<<<<

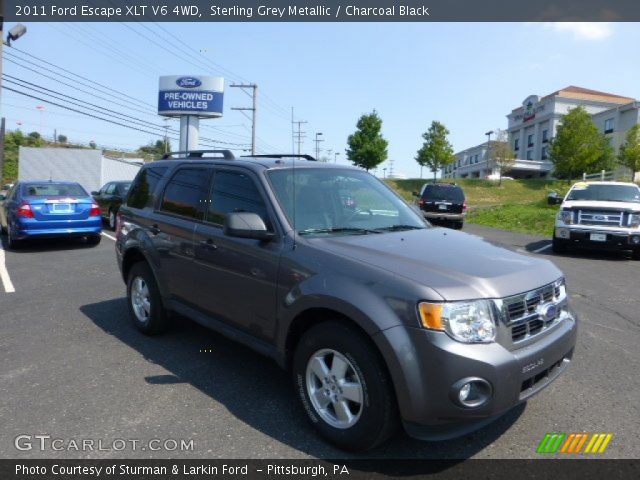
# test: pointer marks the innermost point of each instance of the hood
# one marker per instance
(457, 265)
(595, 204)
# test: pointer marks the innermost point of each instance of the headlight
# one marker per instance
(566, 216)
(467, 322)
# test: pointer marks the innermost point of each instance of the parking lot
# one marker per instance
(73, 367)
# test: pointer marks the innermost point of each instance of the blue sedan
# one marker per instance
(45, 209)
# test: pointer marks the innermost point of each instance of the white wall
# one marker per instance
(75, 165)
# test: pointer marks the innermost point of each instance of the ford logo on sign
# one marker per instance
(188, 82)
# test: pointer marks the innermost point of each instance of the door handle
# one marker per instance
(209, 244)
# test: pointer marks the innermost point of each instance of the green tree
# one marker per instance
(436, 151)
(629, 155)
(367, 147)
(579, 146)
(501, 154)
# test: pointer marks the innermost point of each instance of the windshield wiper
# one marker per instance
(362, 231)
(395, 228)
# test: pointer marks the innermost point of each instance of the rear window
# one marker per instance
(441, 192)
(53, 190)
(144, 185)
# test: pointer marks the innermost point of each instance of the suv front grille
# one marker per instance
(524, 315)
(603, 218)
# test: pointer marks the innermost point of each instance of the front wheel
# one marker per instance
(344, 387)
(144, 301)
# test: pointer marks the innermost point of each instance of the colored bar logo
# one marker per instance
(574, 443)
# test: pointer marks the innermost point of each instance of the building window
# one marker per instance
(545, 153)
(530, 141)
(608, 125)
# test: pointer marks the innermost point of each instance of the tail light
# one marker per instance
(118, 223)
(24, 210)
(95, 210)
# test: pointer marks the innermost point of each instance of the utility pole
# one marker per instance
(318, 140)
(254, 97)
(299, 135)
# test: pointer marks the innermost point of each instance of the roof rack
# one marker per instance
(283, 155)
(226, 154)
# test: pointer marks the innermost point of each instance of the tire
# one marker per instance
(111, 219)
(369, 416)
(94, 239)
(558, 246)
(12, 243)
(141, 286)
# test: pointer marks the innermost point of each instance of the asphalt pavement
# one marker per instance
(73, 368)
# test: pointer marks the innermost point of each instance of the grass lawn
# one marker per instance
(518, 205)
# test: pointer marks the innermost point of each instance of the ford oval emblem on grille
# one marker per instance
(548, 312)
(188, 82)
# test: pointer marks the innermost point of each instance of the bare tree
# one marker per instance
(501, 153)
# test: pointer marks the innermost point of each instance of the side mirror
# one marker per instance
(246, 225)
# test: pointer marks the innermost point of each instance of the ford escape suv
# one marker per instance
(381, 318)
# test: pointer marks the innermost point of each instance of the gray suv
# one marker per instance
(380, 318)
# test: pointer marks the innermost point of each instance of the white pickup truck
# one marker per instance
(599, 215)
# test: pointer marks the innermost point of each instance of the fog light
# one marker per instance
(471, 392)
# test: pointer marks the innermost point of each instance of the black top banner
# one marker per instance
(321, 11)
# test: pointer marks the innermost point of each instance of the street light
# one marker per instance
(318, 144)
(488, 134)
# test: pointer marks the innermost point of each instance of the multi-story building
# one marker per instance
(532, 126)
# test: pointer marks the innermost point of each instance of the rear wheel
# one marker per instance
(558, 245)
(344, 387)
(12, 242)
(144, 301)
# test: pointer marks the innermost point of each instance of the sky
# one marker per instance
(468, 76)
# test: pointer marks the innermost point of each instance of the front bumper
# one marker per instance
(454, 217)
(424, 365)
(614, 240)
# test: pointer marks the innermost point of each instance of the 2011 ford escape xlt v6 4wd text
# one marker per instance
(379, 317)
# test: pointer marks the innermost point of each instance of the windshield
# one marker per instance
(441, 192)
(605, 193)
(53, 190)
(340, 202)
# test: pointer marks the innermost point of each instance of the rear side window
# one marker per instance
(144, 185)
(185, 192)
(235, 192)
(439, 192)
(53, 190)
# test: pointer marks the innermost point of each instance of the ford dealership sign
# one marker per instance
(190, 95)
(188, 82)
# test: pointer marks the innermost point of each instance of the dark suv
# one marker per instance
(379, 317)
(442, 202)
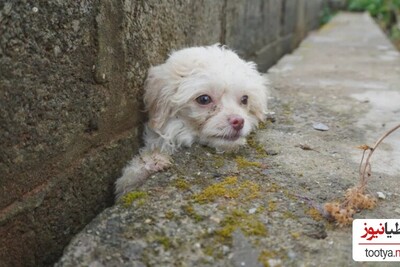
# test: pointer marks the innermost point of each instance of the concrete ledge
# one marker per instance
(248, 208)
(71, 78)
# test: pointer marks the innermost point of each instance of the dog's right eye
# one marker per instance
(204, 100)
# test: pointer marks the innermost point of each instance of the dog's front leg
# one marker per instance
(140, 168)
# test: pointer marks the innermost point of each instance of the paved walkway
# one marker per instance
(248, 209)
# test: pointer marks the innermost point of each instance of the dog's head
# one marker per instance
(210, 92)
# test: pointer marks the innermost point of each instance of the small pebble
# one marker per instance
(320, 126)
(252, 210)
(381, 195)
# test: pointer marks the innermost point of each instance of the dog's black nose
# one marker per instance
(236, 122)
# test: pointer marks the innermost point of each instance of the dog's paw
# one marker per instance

>>>>

**Prompt**
Starting at the line that contains "rear side window", restate each line verbatim through the final line of the listing, skipping all pictures.

**Output for this task**
# test: pointer marks the innermost point of each instance of the rear side window
# one marker per instance
(144, 185)
(185, 192)
(235, 192)
(439, 192)
(53, 190)
# test: pointer marks the innermost point of each instance of the ford dealership sign
# one marker per instance
(190, 95)
(188, 82)
# test: pointer marks the innermost point of each instance of the dark suv
# one marker per instance
(379, 317)
(442, 202)
# test: pointer marks the innermost point of each instance of the concrete ledge
# one marker per instance
(248, 208)
(71, 78)
# test: pointer marks the innermost point of each instance of the dog's right eye
# one marker per instance
(204, 100)
# test: pointer marks the innermost point of each instance of the dog's front leg
# one marker per instance
(140, 168)
# test: pointer marks the innermost point of each instance of the paved walkway
# one marker per instance
(248, 209)
# test: pointer marks the innermost point of each instance of the dog's head
# one marker per instance
(210, 92)
# test: pointer marks the innermost point of each instance of the small pebble
# one marker per instance
(320, 126)
(252, 210)
(381, 195)
# test: pointer marks the innermost point of each instance of the dog's black nose
# one marker per instance
(236, 122)
# test: pointer marks the innermost point of each instance of the dog's paw
# one marker per instance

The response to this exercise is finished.